- **TASK OBJECTIVE**: All of the data below should come back exactly as written, minus its images.

:: INFORMATION SUPPLIED ::

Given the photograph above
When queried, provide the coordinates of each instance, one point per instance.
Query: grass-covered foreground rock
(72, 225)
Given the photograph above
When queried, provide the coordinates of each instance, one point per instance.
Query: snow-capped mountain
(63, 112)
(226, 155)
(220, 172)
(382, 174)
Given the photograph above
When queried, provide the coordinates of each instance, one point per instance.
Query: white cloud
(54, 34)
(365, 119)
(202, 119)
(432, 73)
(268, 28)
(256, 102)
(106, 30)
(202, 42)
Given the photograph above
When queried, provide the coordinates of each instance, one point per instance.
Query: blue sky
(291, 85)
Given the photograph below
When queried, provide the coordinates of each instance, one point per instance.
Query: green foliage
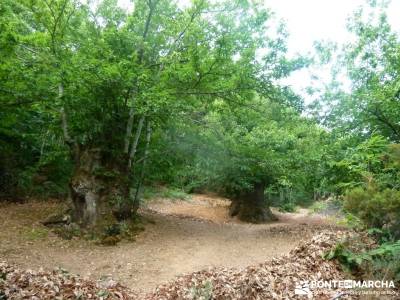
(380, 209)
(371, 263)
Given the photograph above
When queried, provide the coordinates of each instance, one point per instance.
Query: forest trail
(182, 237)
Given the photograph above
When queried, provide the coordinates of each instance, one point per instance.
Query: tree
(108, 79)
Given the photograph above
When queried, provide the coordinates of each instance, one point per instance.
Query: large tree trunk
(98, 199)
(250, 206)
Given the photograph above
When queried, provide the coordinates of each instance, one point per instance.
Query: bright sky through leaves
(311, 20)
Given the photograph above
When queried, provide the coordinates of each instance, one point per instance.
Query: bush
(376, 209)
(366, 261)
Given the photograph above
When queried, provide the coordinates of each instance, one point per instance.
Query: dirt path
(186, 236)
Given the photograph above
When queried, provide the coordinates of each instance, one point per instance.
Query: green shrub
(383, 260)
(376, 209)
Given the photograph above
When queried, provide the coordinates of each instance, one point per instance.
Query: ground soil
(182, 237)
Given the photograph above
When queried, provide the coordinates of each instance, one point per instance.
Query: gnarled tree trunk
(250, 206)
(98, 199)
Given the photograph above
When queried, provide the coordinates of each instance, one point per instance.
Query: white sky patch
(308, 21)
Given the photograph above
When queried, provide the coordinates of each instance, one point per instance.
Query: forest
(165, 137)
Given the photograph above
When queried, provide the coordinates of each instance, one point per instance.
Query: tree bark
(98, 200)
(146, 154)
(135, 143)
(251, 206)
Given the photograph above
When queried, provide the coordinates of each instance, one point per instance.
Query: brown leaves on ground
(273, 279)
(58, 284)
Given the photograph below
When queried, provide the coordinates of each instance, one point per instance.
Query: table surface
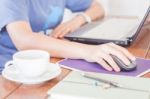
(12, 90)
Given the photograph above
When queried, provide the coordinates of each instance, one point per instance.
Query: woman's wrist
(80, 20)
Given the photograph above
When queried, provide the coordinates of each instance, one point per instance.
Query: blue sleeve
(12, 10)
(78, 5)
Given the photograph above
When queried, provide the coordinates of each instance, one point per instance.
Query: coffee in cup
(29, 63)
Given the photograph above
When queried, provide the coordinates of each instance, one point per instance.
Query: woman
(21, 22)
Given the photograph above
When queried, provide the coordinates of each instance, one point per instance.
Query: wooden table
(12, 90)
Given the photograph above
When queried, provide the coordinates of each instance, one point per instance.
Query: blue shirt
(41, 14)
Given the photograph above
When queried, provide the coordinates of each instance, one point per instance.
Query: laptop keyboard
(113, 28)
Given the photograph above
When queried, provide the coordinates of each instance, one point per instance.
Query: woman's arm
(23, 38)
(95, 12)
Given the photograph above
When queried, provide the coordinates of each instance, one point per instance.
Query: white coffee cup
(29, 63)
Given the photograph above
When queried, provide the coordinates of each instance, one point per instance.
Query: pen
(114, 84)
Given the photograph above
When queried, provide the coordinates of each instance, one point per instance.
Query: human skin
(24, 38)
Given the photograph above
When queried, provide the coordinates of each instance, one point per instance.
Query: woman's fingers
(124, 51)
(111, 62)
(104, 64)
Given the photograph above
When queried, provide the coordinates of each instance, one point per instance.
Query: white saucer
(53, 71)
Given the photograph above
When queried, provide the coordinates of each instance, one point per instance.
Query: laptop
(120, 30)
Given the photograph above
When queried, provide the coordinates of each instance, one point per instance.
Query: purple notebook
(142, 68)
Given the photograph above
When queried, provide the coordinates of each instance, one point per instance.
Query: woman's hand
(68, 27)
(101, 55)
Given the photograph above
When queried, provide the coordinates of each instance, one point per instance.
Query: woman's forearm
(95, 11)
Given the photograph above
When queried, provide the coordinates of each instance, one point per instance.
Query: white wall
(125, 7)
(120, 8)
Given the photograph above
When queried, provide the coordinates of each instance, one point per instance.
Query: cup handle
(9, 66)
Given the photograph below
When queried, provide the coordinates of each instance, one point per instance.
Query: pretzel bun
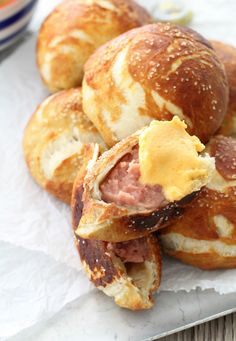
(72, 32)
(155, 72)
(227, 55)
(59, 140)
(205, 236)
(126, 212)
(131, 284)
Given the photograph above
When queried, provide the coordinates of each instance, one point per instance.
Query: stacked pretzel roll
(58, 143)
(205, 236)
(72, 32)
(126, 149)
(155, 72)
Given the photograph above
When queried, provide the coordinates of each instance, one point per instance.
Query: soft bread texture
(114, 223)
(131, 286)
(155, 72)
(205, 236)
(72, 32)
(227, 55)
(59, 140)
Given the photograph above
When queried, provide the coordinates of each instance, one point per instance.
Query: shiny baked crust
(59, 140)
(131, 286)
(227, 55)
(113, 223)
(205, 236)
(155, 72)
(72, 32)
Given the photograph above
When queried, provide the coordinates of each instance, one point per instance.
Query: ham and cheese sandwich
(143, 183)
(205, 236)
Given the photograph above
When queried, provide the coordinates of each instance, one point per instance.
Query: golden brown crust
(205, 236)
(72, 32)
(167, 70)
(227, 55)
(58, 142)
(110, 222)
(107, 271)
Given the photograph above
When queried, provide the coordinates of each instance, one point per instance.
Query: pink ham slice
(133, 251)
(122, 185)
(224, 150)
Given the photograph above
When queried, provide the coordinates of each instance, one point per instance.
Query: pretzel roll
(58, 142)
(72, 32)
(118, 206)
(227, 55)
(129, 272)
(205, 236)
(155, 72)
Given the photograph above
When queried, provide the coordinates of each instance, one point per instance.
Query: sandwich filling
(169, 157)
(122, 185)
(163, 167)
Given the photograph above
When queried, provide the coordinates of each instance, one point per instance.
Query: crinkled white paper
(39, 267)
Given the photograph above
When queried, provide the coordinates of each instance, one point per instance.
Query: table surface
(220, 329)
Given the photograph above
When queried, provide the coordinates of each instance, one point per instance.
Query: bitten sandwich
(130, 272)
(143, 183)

:::

- **EXPECTED ANSWER**:
Given the photograph above
When queried, provide the coordinates of each instance, one point per instance.
Query: grass-covered foreground rock
(72, 225)
Given the photograph above
When queried, provide the coordinates of each instance, one point per instance.
Query: snow-capped mountain
(63, 112)
(226, 155)
(220, 172)
(382, 174)
Given the photograph above
When queried, provide the coordinates of each instance, one point per instance.
Query: white cloud
(54, 34)
(365, 119)
(202, 119)
(432, 73)
(268, 28)
(256, 102)
(106, 30)
(202, 42)
Given the photograph above
When queried, provide the coordinates of each instance, one point per instance.
Query: blue sky
(291, 85)
Given the photograph below
When queried, provide the coordinates of each instance, one point per instance.
Query: green foliage
(380, 209)
(371, 263)
Given the photograph above
When queried, provide the coordinates of each instance, one point per instance.
Query: forest trail
(182, 237)
Given the photograph above
When queried, provide the coordinates of each instance, one point per instance.
Query: tree
(108, 79)
Given the photograph above
When queried, provide the coordinates of each instance, one point per instance.
Query: large tree trunk
(98, 199)
(250, 206)
Given the photograph above
When queried, provide the coordinates of each instance, one point per instance.
Query: bright sky through leaves
(311, 20)
Given the photograph above
When queried, provide the coordinates of each instance, one point per instance.
Query: bush
(376, 209)
(366, 261)
Given the photograph above
When queried, provide the coordinates of each instance, one point per instance.
Query: dirt path
(186, 236)
Given the photograph above
When queried, provide the coordinates of each instance, one point per instance.
Query: green shrub
(383, 260)
(376, 209)
Given the photograph above
When queried, provide the coordinates of each instance, one point per instance.
Query: ground soil
(182, 237)
Given the photograph above
When queried, provide the coordinates of each instance, one point per instance.
Query: gnarled tree trunk
(250, 206)
(98, 199)
Given the photograph above
When queried, provide the coordinates of each instance, one point per instance.
Query: white sky patch
(308, 21)
Given the photograph above
When queried, provide the coordinates of each instance, one point per instance.
Query: forest
(165, 137)
Given the photograph above
When queried, provide the coordinates of each instance, one point per instance.
Query: tree bark
(98, 200)
(146, 154)
(135, 143)
(251, 206)
Given the photograph above
When queried, provide the coordinates of each instance, one point per instance.
Query: brown leaves on ground
(273, 279)
(58, 284)
Given the photograph below
When queried, provide the coordinates of each instance, one point per instance.
Query: table surface
(12, 90)
Given the photograph above
When queried, provide the coordinates of each instance, one point per instance.
Query: woman's wrist
(80, 20)
Given the photograph above
When queried, provide the coordinates of each instance, one point per instance.
Query: blue sleeve
(12, 10)
(78, 5)
Given the photograph above
When queried, provide the coordinates of each instance, one point per instance.
Query: coffee in cup
(29, 63)
Given the photograph above
When queried, provide the coordinates of each instance, one point per instance.
Query: woman
(21, 22)
Given the photograph above
When queried, provide the coordinates of each instance, one point per instance.
Query: wooden table
(12, 90)
Given the photograph above
When queried, provide the coordinates of each instance, one point per instance.
Query: blue shirt
(41, 14)
Given the photograph above
When queried, provide the coordinates of each instance, one point per instance.
Query: laptop keyboard
(113, 28)
Given the photograph above
When queried, provide the coordinates of each instance, one point per instance.
Query: woman's arm
(23, 38)
(95, 12)
Given the photograph above
When queried, provide the coordinates of each instance, one point per instance.
Query: white coffee cup
(29, 63)
Given the photograph above
When queried, provide the coordinates of each instance, one point per instance.
Query: pen
(114, 84)
Given the photograph above
When queried, provide the coordinates of each instance, one point per instance.
Query: human skin
(24, 38)
Given the photograph above
When queried, provide the coordinates of each instance, one point per instance.
Query: woman's fingers
(124, 51)
(111, 62)
(104, 64)
Given the photograph above
When queried, provide the coordinates of each instance, one point per instance.
Query: white saucer
(53, 71)
Given the photograph above
When queried, provide the coordinates of each instance, one point per instance.
Query: laptop
(120, 30)
Given the photograph above
When queried, provide the coordinates of each instance, one point per instance.
Query: purple notebook
(142, 68)
Given the photograph above
When queried, provide the coordinates of each instance, one point per instance.
Query: woman's hand
(68, 27)
(101, 55)
Given the photograph above
When queried, provide the coordinates of each instance, one point per instance.
Query: woman's forearm
(95, 11)
Given the photograph above
When queried, provide the coordinates of each instance, one point per instance.
Query: white wall
(125, 7)
(120, 8)
Given the photograph above
When queried, provide the coordinates of each instance, one point per instance.
Query: cup handle
(9, 66)
Given the photograph below
When queried, provide the coordinates of each instance, one point per instance.
Query: pretzel bun
(72, 32)
(155, 72)
(227, 55)
(59, 140)
(205, 236)
(126, 212)
(131, 284)
Given the photograph above
When queried, provide the coordinates of each instance, one point per instance.
Query: stacked pretzel roll
(58, 143)
(205, 236)
(72, 32)
(126, 149)
(155, 72)
Given the photograph above
When queried, provide the coordinates of each instance, one point per instance.
Query: soft bread texture
(114, 223)
(131, 286)
(155, 72)
(205, 236)
(72, 32)
(227, 55)
(59, 140)
Given the photograph above
When queried, provide the coordinates of each instance, one point per instance.
Query: shiny baked crust
(59, 140)
(131, 286)
(227, 55)
(113, 223)
(205, 236)
(155, 72)
(72, 32)
Given the photograph above
When queried, provide the coordinates of each instance, one point per instance.
Query: ham and cheese sandwich
(143, 183)
(205, 236)
Given the photograph above
When queried, provide the coordinates of each instance, one point per instance.
Query: golden brown crust
(205, 236)
(72, 32)
(167, 70)
(227, 55)
(58, 142)
(110, 222)
(107, 271)
Given the photograph above
When queried, provide the coordinates of each instance, one point per instance.
Query: pink ham slice
(133, 251)
(122, 185)
(224, 150)
Given the photograph above
When queried, provide the coordinates of each instance, one point per instance.
Query: pretzel roll
(58, 142)
(72, 32)
(118, 206)
(227, 55)
(129, 272)
(205, 236)
(155, 72)
Given the photograph above
When queried, provide the coordinates of each instance, one point per instance.
Query: sandwich filling
(169, 157)
(122, 185)
(163, 167)
Given the photograph above
When queried, provide the coordinates of each instance, one point per instance.
Query: crinkled white paper
(39, 267)
Given the photograph above
When queried, provide the coordinates of each instance, one point per instance.
Query: table surface
(220, 329)
Given the photograph above
When queried, provide the coordinates of each instance, one point per instance.
Query: bitten sandwich
(130, 272)
(143, 183)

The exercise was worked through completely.